## [HOW TO COMPLETE THIS TASK]
Repeat exactly, and only, the lines running from the one that holds "the motorcycle rear" to the end of the records.

Data excerpts
┏━━

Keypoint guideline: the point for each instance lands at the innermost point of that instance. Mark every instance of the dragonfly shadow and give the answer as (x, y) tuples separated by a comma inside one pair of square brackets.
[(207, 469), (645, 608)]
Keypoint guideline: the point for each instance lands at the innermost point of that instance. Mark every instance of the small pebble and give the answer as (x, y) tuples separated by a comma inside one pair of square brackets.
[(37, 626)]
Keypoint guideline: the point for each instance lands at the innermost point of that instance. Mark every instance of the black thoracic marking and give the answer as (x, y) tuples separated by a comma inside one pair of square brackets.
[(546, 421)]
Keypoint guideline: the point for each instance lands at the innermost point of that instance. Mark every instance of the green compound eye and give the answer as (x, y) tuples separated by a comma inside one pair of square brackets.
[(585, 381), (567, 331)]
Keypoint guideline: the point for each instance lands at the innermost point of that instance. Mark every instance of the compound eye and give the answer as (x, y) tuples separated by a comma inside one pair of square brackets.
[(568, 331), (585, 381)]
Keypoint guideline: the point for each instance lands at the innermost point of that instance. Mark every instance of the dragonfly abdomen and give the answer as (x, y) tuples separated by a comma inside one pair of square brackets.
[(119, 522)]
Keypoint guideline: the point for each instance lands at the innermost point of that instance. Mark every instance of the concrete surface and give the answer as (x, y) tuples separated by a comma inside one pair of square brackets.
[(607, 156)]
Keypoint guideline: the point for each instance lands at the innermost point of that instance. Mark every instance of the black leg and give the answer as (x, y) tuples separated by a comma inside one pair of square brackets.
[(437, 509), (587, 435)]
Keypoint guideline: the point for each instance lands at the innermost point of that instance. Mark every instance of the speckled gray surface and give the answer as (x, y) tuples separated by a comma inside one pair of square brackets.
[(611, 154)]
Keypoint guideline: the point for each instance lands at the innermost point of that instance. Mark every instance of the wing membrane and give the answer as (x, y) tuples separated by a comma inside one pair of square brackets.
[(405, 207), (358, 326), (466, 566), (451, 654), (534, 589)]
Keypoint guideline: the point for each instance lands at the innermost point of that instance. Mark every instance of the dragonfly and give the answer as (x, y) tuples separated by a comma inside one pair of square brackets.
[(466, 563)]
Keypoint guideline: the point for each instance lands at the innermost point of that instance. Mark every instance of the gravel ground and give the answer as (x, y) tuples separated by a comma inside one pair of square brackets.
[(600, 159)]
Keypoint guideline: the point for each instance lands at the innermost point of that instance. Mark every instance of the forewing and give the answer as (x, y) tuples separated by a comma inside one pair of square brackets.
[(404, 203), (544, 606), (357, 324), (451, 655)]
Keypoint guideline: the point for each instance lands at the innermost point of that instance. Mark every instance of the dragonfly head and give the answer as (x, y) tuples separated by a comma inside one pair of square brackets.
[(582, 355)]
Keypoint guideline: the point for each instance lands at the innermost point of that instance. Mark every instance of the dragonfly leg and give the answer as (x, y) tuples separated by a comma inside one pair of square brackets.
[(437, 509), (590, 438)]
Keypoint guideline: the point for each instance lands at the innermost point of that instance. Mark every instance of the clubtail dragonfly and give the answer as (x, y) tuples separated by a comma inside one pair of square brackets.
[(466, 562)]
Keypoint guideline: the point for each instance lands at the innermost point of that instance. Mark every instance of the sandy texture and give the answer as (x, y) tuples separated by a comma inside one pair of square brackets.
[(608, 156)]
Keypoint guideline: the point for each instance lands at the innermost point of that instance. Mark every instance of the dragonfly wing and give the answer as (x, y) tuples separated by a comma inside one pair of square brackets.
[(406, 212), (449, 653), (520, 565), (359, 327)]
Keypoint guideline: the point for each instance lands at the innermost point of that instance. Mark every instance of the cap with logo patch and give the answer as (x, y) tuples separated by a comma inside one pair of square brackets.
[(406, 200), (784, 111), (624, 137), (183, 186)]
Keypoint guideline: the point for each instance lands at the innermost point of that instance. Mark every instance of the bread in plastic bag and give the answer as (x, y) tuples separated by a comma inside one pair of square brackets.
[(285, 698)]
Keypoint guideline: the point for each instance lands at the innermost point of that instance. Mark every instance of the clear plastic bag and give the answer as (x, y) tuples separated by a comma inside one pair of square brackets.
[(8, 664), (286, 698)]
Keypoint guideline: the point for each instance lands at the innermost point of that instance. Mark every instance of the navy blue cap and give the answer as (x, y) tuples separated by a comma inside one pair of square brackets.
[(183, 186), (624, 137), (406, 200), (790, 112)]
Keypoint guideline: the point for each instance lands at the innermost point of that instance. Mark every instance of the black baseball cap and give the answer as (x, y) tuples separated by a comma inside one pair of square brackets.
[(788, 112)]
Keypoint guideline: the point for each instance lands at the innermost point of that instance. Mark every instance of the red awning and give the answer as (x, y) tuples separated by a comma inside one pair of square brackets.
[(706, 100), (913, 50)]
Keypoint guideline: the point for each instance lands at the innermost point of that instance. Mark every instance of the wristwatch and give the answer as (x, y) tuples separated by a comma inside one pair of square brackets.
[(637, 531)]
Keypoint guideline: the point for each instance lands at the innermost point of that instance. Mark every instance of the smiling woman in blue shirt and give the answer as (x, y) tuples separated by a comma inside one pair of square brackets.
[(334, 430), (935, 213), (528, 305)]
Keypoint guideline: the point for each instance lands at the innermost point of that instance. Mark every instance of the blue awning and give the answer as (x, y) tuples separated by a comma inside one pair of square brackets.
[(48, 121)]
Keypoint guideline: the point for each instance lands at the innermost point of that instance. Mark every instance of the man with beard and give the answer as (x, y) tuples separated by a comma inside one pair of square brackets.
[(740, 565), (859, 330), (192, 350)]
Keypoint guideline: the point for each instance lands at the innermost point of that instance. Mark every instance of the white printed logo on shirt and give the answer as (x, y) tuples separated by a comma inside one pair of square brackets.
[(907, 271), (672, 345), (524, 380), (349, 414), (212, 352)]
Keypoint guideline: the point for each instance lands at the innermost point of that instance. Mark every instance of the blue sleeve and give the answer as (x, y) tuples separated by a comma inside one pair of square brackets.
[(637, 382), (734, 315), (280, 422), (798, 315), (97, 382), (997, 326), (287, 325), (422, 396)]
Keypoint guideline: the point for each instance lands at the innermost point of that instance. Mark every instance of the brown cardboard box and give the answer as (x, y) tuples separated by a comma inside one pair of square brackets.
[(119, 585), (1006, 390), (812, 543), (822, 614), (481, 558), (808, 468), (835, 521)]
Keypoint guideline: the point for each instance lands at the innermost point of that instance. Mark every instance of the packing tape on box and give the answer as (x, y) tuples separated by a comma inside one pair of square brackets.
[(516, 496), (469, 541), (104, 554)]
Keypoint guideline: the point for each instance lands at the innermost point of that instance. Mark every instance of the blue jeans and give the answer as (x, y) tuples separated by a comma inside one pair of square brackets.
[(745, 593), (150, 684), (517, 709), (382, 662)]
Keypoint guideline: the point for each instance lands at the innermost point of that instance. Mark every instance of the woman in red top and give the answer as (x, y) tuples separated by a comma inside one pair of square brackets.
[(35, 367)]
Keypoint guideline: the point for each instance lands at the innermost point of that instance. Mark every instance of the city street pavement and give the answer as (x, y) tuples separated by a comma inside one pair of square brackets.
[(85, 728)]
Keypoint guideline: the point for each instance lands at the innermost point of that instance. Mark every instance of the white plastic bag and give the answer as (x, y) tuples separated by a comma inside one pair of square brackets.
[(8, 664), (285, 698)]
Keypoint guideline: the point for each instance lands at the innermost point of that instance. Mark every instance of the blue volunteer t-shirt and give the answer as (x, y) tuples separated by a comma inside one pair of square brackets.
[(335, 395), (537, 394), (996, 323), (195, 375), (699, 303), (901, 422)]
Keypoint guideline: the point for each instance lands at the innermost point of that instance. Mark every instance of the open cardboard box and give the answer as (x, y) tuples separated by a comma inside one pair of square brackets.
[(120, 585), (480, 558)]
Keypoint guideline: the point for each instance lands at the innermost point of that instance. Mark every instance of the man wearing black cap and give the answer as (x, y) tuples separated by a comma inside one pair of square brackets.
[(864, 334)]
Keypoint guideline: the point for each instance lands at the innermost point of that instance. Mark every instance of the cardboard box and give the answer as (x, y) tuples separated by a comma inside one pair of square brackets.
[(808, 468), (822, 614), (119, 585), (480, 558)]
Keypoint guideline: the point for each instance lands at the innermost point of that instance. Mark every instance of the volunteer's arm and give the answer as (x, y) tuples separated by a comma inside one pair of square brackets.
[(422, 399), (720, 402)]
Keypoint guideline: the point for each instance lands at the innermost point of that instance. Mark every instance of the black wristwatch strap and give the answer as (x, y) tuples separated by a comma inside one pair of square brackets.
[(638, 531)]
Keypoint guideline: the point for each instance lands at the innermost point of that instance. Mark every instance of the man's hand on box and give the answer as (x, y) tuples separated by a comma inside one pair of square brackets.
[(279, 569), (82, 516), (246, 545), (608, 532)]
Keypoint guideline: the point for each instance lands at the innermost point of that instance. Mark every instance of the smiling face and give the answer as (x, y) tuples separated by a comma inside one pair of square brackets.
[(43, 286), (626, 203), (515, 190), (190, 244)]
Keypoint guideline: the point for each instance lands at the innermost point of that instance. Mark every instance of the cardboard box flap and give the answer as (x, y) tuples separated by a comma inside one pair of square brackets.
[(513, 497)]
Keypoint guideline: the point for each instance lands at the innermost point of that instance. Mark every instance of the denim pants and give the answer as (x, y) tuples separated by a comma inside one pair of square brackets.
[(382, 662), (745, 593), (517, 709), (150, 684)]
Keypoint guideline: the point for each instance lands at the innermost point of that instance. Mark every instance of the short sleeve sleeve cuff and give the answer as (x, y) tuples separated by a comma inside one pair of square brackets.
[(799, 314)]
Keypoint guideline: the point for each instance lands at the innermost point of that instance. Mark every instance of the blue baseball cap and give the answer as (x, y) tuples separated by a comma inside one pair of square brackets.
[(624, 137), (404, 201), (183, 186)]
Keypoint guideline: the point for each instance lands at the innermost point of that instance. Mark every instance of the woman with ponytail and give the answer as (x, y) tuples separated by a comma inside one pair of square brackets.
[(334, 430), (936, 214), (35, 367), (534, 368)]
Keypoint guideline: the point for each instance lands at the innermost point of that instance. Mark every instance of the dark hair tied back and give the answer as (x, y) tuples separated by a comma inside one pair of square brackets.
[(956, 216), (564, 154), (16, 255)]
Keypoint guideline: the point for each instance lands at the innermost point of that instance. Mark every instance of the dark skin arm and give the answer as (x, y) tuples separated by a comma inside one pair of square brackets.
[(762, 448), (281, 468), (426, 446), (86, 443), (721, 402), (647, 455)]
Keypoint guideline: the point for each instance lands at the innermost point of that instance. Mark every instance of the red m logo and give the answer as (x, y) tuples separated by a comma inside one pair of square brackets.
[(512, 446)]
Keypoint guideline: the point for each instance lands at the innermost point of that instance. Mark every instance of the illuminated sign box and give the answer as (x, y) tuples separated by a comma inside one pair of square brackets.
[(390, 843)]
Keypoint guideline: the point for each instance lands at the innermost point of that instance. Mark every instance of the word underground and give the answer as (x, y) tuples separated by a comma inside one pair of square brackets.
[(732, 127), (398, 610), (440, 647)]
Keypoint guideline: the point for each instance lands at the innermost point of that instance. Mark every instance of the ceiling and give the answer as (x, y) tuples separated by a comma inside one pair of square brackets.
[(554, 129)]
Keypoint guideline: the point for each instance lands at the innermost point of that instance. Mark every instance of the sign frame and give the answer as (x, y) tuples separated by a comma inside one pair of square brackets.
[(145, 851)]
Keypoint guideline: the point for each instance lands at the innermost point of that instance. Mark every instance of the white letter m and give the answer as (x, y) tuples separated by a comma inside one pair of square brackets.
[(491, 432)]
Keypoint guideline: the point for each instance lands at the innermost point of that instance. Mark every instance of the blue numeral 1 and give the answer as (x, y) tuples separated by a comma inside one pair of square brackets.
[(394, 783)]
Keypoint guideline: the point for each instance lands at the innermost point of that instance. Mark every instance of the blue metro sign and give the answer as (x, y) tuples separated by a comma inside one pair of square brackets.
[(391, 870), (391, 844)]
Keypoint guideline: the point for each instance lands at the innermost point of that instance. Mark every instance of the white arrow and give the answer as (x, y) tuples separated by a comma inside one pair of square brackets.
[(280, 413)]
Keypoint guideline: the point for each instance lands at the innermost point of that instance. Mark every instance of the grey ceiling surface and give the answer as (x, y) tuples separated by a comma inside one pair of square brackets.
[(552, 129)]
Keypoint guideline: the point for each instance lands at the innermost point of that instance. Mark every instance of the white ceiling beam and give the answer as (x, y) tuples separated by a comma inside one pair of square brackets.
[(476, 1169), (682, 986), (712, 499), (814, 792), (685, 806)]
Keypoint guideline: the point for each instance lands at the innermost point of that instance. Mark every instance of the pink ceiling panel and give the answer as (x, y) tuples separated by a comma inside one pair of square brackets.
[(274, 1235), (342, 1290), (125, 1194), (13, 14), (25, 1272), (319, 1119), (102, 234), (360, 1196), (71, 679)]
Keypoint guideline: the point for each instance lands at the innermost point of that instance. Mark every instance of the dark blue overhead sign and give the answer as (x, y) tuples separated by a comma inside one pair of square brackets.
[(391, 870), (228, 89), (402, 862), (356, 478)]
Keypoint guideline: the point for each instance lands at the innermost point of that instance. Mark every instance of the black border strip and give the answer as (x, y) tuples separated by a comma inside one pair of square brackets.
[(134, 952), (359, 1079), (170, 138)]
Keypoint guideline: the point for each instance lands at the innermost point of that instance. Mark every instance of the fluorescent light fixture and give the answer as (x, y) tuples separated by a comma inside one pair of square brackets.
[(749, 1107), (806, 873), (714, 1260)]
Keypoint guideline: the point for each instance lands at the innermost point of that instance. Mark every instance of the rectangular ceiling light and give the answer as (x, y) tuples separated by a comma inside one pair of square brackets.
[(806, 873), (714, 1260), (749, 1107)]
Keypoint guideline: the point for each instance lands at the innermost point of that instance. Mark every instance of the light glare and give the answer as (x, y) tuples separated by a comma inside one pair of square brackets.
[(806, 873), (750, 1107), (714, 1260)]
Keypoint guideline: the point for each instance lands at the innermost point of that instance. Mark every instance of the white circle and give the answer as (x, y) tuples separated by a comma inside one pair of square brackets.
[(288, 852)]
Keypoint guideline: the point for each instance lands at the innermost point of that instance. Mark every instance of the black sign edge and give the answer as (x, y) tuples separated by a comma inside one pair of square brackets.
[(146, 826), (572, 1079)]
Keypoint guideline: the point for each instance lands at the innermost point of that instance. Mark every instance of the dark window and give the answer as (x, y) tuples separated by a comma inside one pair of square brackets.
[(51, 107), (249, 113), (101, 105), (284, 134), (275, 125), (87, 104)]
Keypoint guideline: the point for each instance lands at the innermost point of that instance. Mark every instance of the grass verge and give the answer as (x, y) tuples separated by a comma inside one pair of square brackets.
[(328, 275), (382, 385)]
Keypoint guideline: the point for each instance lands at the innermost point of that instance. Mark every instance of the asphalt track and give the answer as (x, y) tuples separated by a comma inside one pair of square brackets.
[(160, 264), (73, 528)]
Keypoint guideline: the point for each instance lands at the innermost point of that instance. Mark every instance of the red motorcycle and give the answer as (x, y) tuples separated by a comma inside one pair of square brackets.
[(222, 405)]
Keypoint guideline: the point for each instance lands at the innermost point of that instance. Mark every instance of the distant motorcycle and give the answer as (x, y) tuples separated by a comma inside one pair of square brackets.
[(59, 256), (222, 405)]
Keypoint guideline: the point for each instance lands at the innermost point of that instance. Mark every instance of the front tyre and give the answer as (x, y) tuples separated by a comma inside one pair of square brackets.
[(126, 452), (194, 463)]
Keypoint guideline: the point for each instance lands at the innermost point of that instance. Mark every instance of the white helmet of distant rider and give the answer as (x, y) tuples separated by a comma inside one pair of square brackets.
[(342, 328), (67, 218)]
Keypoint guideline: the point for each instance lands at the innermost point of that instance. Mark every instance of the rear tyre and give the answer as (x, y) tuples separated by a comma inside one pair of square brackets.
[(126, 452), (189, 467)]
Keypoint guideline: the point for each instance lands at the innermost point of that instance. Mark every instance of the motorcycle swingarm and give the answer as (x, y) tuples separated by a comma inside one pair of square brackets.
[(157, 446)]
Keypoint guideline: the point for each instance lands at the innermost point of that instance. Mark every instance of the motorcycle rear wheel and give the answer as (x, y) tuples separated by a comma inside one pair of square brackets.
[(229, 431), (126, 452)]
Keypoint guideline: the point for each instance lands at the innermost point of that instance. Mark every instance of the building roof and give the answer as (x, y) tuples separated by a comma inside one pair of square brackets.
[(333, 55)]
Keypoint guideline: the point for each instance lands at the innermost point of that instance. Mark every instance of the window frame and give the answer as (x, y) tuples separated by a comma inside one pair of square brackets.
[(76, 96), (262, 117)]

┗━━

## [TASK SOLUTION]
Keypoint guideline: the point for each instance lands at the innermost point of that instance. Mark every instance of the motorcycle rear wheel and give the answer as (x, y) tuples separated by a comma inside one pair of square brackets.
[(229, 431), (126, 452)]
Keypoint guideline: the point for each instance lands at the innermost point of that instance. Mark every instance of the building roof and give the answer as (x, y) tuples separated by a comma inside one pair of square brackets.
[(333, 55)]
Keypoint guideline: the point for each instance lands at the innermost point of that instance. Mark every instance of the window frame and give the answer as (x, y) tuples separated by a comma inside one pair of square brackets.
[(76, 96), (262, 117)]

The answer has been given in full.